- [Written task 1] Copy the sockeye salmon text word for word from "Of course, last" to "over Lower Granite Dam.".
- [Written task 2] Continue the text about sockeye returns to Redfish Lake from the point where it stops.

:: Extract

Of course, last year's second highest number since the construction of Lower Granite Dam in 1975 only represented 4.29 percent of the historical run estimate. The 2010 count of 2,201, the highest since Lower Granite Dam was built, was only 6.28 percent of historical runs. This year's run is the lowest since 2007, when a whopping 4 sockeye returned to Redfish Lake and 52 crossed over Lower Granite Dam.
Today is the 20th anniversary of Lonesome Larry's return to Redfish Lake. In 1992, 15 sockeye were counted at Lower Granite Dam and only Lonesome Larry made it all the way back home where he found no one to spawn with. Two years before Larry returned, no sockeye were counted at the dam, nor at the lake. A year before Larry saw 8 at the dam and 4 at the lake. 1990 wasn't the only year there were no returning sockeye, none returned in 1995 or 1997 when 3 and 11, respectively, crossed Lower Granite Dam. There wasn't a Redfish Lake count in 1989, but with only 2 sockeye counted at the dam that year it is likely none made it back that year either.

::::
:: Supplied information

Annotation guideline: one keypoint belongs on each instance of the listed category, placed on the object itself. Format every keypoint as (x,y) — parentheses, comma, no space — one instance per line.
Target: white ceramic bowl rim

::::

- [Result 1]
Of course, last year's second highest number since the construction of Lower Granite Dam in 1975 only represented 4.29 percent of the historical run estimate. The 2010 count of 2,201, the highest since Lower Granite Dam was built, was only 6.28 percent of historical runs. This year's run is the lowest since 2007, when a whopping 4 sockeye returned to Redfish Lake and 52 crossed over Lower Granite Dam.

- [Result 2]
Everyone always likes to shorten the story to say only 16 sockeye returned between 1991-1998, but that is a disservice to the plight of the extremely endangered sockeye of Redfish Lake that today are only present due to a captive broodstock program and a lot of human intervention. The longer story shows that in 1990, no fish returned. In 1991, three males and one female returned. In 1992, only the famous Lonesome Larry returned. In 1993, six males and two females returned. In 1994, one female returned. In 1995, no sockeye returned. In 1996, one female returned. In 1997, no sockeye returned. In 1998, one male returned. In 1999, no wild or natural origin fish returned, but six male and one female hatchery fish returned. In 2000, again no wild or natural origin fish returned, but 157 male and 85 female hatchery sockeye returned.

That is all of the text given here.